練習問題: 門田博光さんについての記事を、最後の文のあとから書き足してください。

文書の抜粋:
長らく南海(現ソフトバンク)の主砲として活躍し、プロ野球史上3位の通算567本塁打を放った門田博光(かどた・ひろみつ)氏が亡くなったことが24日、分かった。74歳だった。

170センチの小柄な体をフルに使った豪快な打撃で、球史に大きな足跡を残した。本塁打の飛距離のみならず、打ち損じた内野フライの高さまでもファンを魅了した。奈良・天理時代は本塁打なし。社会人野球のクラレ岡山に進み、68年ドラフト12位で阪急(現オリックス)の指名を受けたが入団を辞退。69年2位で南海に指名され入団した。

2年目の71年には、120打点で初のタイトルを獲得。同年から8年連続で規定打席に到達し、南海の看板選手に成長する。野村克也選手兼任監督と重量クリーンアップを形成し、南海としては最後のパ・リーグ優勝となった73年も3割1分、18本塁打と存在感を示した。

77年限りで野村監督が退任し、チームは急激に弱体化する。そして79年の高知・大方キャンプでの練習中に右のアキレス腱(けん)を断裂し、選手生命の危機に陥った。現役引退も頭をよぎったが、発想を転換。「ホームランなら走らずに済む」と頭を切り替え、長打狙いを徹底した。同年の終盤に戦列復帰し、19試合で2本塁打を記録する。翌年80年の開幕戦で本塁打を放ち波に乗る。同年41本塁打と完全復活。81年は44本塁打、83年も40本塁打でキングとなるなど、球界を代表する強打者となった。

満40歳で迎えた88年は44本塁打、125打点で2冠を達成。40歳での本塁打王、打点王は現在もともにプロ野球最年長だ。「不惑の大砲」は流行語にまでなり、球界の枠を超えた社会現象を巻き起こした。ところが、同年限りで南海はダイエーに球団を売却。関西での生活を希望し、同じオフに阪急から球団を買収したオリックスへと移籍した。

表示内容:
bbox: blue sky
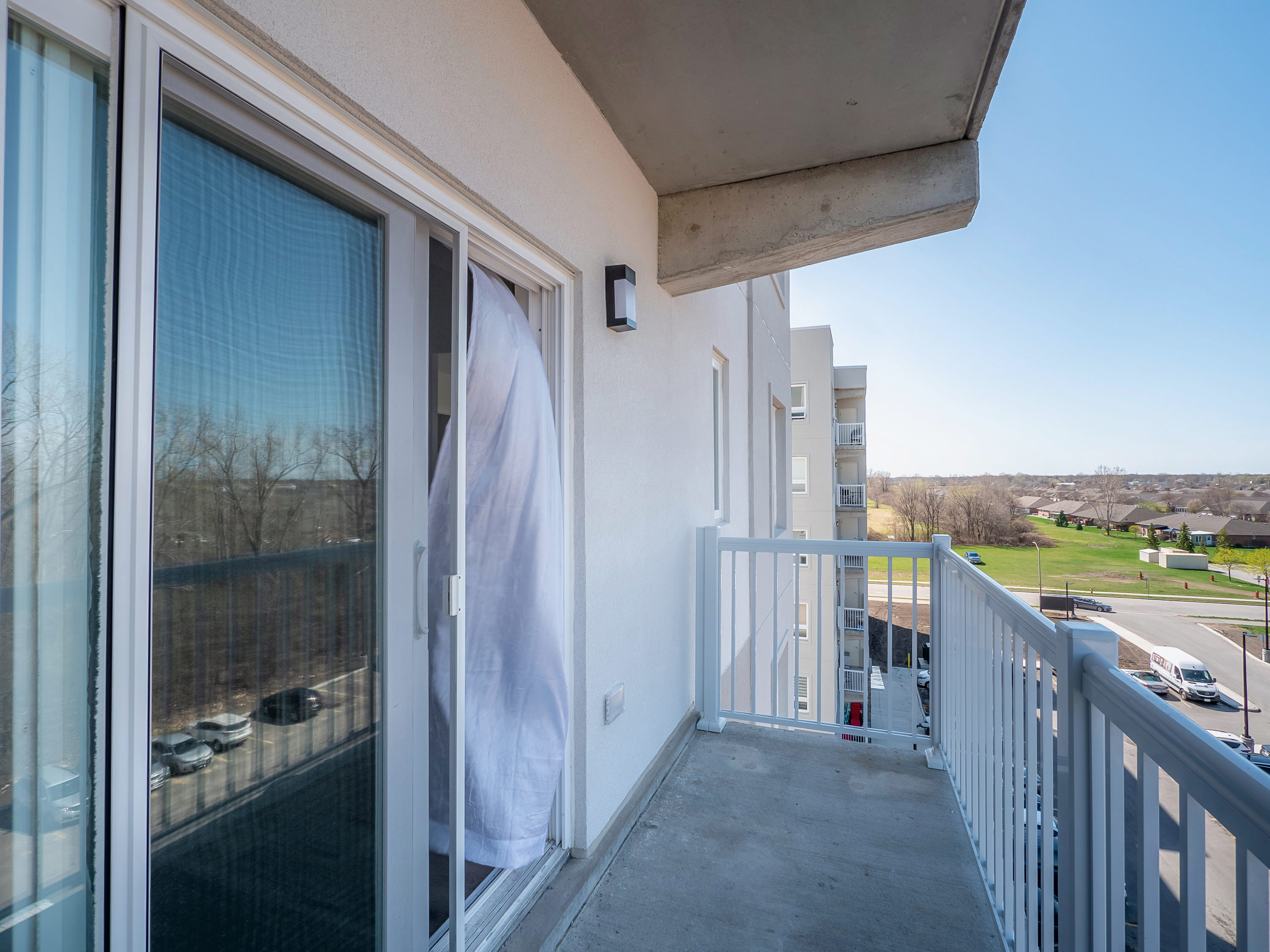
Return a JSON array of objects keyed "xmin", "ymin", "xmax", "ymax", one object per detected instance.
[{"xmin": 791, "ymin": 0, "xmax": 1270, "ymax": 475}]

...

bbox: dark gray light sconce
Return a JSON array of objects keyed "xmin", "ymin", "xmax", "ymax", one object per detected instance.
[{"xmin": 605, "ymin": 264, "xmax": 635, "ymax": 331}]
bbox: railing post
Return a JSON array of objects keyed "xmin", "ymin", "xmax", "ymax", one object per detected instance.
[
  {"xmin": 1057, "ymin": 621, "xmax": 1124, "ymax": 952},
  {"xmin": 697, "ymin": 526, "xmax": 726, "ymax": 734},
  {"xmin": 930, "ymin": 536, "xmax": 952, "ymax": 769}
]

回答:
41歳となった89年にも33本塁打と健在ぶりを見せつけ、ブーマー、石嶺和彦、藤井康雄らとブルーサンダー打線の中核を担う。チームも西武、近鉄と激烈な首位争いを見せたが、門田は同僚ブーマーとハイタッチした際に肩を脱臼というアクシデントに見舞われ、これがV逸の遠因となってしまった。

翌年90年も42歳でありながら、31本塁打を放つ。このオフ球団へ申し出て、福岡へ移転していたダイエーへの移籍を決めた。退団会見では、残り少ない現役生活を「枯れ木の美樹(びぎ)になりたい」と独特な言い回しで心境を表した。

91年にも112試合に出場し、史上2位タイの43歳での規定打席に到達。44歳となった92年5月20日ロッテ戦では、史上最高齢となる44歳2カ月での1試合2本塁打を放った。同年限りでの引退を決意。プロ最終戦は同年10月1日近鉄戦(平和台)で、「3番・DH」で出場。野茂英雄から、3球三振で終わった。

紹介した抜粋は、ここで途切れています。